• Assignment
Below are records; give the number of their lines that hold the word "white", and write nothing more.

• Available data
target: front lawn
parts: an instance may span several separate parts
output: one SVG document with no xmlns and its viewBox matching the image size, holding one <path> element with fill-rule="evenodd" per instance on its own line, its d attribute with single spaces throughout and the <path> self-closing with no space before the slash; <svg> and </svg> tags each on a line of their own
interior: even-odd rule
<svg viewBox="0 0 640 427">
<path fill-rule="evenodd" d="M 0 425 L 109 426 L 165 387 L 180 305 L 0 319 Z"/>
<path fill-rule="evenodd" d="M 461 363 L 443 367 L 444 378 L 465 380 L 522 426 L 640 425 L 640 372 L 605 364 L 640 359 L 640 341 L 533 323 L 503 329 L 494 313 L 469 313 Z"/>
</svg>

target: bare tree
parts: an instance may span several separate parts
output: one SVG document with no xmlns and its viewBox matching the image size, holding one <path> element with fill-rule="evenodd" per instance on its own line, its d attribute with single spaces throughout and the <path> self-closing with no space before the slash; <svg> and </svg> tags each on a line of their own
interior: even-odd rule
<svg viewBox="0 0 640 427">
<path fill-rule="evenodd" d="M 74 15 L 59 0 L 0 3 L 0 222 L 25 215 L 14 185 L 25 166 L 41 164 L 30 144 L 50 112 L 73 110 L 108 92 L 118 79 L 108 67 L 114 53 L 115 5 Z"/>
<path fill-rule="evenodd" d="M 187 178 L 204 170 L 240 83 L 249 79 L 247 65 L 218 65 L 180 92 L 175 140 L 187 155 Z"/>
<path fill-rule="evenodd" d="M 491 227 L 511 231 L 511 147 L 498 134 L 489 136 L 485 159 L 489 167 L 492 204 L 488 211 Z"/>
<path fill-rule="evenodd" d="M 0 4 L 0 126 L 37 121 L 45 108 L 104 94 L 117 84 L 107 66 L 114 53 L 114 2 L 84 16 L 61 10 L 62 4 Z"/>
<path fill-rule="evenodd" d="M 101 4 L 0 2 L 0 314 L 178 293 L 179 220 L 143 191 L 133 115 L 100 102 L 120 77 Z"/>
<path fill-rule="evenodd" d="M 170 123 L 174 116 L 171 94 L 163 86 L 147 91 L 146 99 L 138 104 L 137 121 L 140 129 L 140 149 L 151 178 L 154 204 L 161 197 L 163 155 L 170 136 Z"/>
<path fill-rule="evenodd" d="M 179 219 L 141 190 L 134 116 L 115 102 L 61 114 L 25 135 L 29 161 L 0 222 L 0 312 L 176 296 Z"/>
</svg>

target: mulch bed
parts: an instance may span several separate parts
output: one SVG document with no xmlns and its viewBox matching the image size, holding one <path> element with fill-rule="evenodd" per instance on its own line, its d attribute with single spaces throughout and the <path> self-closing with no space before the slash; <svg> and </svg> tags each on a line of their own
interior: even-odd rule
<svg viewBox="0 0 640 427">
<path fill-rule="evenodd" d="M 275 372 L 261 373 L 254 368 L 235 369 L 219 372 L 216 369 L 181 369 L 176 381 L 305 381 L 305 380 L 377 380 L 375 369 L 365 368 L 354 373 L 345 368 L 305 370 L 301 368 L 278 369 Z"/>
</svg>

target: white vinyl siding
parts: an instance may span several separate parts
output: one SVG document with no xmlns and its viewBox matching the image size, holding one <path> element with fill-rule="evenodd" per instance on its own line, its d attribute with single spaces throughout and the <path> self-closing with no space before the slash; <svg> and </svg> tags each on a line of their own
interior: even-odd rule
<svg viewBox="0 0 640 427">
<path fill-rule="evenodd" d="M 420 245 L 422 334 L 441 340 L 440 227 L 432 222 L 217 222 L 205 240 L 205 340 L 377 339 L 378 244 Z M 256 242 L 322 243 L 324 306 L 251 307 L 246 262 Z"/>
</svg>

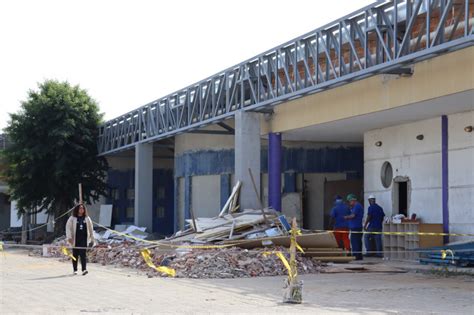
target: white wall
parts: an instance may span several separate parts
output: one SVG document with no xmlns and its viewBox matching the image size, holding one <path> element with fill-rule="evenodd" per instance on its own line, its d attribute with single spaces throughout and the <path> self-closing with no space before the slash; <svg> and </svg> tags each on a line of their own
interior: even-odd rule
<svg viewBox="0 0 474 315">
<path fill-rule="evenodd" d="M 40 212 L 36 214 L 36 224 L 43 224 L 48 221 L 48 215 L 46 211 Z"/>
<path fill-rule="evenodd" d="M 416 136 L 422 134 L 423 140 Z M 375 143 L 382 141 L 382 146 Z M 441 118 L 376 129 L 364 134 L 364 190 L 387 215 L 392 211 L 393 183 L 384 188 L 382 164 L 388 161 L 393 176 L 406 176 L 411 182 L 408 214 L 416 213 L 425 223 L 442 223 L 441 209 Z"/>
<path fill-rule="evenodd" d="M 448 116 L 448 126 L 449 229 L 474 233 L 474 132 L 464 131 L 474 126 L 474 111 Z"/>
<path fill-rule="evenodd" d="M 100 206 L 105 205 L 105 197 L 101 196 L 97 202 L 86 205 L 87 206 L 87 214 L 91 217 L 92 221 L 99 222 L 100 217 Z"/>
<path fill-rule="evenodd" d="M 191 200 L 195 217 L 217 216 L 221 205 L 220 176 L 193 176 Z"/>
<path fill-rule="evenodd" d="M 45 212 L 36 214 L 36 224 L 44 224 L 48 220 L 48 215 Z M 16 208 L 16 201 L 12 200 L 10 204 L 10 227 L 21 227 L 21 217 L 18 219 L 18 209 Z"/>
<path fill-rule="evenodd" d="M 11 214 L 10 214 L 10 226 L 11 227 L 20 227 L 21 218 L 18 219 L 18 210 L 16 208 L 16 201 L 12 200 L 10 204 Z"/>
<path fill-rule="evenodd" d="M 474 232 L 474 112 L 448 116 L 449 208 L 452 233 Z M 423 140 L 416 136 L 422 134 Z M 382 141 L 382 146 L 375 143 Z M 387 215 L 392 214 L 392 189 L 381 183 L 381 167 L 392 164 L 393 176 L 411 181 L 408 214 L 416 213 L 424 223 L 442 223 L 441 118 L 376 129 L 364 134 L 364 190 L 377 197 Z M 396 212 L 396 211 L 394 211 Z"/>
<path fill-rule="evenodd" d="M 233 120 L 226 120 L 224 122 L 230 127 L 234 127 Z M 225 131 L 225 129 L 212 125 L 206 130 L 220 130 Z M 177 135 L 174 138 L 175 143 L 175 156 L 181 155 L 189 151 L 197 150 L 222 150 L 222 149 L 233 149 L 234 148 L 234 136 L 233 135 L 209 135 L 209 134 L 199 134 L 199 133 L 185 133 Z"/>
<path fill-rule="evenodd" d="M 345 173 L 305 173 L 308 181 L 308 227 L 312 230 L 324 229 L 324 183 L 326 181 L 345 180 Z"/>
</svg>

...

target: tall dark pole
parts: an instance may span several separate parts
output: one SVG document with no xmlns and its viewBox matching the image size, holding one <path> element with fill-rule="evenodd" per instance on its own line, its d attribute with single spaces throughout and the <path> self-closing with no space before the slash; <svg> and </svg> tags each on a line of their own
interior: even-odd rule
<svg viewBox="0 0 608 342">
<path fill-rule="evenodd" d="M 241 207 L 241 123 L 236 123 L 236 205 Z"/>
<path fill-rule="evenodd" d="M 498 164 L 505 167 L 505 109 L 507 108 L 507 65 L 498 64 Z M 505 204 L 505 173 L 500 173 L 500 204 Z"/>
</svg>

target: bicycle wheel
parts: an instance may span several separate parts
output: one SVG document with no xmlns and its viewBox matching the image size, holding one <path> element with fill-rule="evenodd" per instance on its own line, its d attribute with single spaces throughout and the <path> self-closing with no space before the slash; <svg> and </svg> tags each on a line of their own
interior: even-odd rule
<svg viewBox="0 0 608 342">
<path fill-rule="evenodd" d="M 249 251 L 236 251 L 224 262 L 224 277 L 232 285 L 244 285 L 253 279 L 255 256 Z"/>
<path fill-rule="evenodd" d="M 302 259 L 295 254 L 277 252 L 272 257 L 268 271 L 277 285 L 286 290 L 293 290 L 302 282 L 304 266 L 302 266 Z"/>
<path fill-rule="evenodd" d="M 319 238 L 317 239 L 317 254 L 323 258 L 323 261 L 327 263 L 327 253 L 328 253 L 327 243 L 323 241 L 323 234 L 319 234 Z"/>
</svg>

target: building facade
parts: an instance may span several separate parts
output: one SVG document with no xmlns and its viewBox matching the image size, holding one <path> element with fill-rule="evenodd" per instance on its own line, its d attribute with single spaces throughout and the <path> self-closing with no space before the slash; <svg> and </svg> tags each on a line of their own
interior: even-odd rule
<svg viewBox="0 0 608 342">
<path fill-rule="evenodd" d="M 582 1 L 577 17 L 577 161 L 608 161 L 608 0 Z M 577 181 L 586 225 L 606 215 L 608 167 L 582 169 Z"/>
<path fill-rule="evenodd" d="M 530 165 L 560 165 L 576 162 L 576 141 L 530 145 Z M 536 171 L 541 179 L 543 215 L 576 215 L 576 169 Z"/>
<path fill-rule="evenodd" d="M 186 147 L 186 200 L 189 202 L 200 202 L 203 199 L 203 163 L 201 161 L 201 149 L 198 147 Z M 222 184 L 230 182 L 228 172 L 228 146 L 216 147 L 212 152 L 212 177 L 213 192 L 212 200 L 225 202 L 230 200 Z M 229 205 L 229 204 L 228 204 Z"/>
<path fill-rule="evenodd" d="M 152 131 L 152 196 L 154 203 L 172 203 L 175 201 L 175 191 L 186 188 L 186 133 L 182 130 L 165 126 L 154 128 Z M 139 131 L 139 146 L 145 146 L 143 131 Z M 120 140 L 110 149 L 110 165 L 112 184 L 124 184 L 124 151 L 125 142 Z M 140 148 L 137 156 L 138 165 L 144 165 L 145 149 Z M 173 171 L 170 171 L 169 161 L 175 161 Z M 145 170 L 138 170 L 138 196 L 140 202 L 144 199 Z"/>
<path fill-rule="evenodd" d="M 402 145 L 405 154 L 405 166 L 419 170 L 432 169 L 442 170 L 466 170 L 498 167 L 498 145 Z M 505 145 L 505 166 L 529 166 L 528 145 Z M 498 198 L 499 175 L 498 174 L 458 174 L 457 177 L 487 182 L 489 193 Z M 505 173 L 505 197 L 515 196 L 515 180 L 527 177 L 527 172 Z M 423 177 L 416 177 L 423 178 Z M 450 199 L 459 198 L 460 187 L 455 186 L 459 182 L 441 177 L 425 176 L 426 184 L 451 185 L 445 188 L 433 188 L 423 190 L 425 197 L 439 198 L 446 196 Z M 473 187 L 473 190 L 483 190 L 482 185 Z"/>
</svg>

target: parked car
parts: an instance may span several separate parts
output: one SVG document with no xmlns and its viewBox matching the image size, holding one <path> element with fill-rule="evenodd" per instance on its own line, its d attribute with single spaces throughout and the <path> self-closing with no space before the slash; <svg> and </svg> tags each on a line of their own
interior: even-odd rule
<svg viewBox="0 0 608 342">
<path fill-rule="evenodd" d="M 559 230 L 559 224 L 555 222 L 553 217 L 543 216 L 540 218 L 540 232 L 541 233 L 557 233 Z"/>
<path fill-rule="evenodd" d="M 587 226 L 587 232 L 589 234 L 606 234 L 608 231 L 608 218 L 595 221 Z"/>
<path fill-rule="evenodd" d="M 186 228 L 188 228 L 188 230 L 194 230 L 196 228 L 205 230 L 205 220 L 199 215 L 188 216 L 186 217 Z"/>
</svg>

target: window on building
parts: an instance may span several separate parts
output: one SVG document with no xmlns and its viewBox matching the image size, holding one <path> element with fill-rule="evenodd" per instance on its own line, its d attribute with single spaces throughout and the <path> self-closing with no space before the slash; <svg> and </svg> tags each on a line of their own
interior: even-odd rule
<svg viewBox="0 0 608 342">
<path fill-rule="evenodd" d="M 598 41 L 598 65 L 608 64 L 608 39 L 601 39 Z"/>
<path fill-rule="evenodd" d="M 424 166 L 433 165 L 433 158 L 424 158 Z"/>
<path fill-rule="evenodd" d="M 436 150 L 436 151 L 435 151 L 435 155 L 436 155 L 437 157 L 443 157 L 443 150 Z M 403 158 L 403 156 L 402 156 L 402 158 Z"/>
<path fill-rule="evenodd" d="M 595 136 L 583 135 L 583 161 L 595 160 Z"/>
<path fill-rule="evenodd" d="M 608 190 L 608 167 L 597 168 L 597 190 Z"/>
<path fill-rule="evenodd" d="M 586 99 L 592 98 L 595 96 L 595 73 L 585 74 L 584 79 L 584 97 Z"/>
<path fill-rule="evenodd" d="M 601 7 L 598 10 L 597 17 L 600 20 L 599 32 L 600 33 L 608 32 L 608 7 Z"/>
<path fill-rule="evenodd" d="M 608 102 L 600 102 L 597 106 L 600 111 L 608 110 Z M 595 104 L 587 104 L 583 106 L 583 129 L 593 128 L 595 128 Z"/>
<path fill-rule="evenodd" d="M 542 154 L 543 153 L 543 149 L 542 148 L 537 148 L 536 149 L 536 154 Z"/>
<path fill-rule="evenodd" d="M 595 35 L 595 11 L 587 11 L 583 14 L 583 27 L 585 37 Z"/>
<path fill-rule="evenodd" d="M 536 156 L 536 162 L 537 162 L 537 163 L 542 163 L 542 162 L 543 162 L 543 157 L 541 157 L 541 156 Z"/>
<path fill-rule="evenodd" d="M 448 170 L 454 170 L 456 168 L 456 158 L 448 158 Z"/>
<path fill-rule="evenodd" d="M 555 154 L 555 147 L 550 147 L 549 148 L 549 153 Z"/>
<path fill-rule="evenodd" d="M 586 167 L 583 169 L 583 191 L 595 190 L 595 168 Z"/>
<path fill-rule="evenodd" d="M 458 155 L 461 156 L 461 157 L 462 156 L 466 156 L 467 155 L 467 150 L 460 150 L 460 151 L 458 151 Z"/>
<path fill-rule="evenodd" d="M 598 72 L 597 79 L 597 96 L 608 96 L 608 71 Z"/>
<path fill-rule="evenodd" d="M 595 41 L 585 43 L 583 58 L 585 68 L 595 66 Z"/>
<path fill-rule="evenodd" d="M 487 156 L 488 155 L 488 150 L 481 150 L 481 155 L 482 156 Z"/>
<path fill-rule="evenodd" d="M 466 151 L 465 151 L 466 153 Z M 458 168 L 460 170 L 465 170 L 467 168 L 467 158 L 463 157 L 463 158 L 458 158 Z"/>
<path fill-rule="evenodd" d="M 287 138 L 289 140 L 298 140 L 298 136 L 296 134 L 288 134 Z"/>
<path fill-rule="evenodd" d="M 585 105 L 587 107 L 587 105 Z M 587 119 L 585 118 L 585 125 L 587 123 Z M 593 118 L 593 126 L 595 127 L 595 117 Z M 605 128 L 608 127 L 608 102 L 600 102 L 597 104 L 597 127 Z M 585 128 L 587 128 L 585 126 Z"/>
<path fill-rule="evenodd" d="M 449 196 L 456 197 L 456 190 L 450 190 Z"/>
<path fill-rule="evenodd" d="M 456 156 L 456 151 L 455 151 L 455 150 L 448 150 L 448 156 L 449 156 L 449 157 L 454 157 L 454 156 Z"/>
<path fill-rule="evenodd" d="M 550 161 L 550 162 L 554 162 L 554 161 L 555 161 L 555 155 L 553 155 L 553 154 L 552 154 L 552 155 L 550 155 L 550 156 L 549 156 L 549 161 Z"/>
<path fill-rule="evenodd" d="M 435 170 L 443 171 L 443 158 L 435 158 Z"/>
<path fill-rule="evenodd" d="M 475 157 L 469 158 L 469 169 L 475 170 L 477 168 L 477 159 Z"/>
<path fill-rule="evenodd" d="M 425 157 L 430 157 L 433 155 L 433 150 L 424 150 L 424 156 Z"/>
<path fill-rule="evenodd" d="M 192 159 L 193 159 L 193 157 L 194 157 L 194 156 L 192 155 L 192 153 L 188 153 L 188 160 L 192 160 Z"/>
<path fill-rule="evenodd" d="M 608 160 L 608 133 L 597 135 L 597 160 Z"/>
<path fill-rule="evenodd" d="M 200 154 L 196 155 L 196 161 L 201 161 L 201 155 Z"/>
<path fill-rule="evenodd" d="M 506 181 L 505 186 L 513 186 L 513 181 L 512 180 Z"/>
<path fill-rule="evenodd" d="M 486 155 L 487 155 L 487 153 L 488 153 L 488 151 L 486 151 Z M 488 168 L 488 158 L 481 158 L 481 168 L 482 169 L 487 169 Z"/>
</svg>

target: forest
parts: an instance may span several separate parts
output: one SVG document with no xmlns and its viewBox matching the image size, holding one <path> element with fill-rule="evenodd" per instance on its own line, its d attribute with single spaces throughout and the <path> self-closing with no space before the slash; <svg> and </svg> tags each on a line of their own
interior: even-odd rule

• Written answer
2